╭──

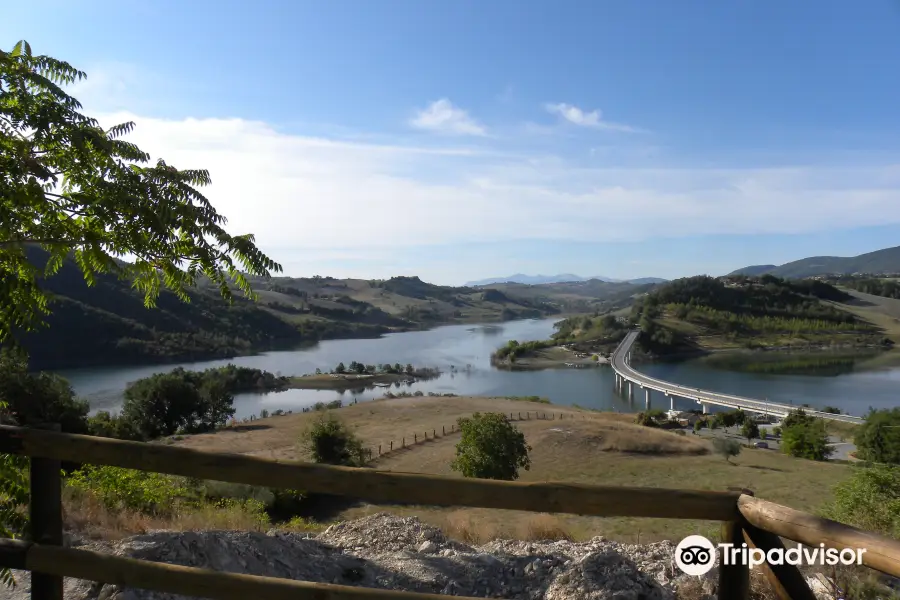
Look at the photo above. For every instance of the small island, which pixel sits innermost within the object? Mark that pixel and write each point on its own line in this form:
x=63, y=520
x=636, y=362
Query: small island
x=359, y=375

╰──

• WHAT YOU NEED TO DO
Retype all of the data above line for line, without changing anything. Leave the picture out of your answer.

• OUTPUT OF THE TASK
Look at the photo above. For every instance of the small island, which pixel sits innermost within the object? Mark that pixel and write each point on its own line in this form:
x=63, y=520
x=636, y=362
Query: small island
x=359, y=375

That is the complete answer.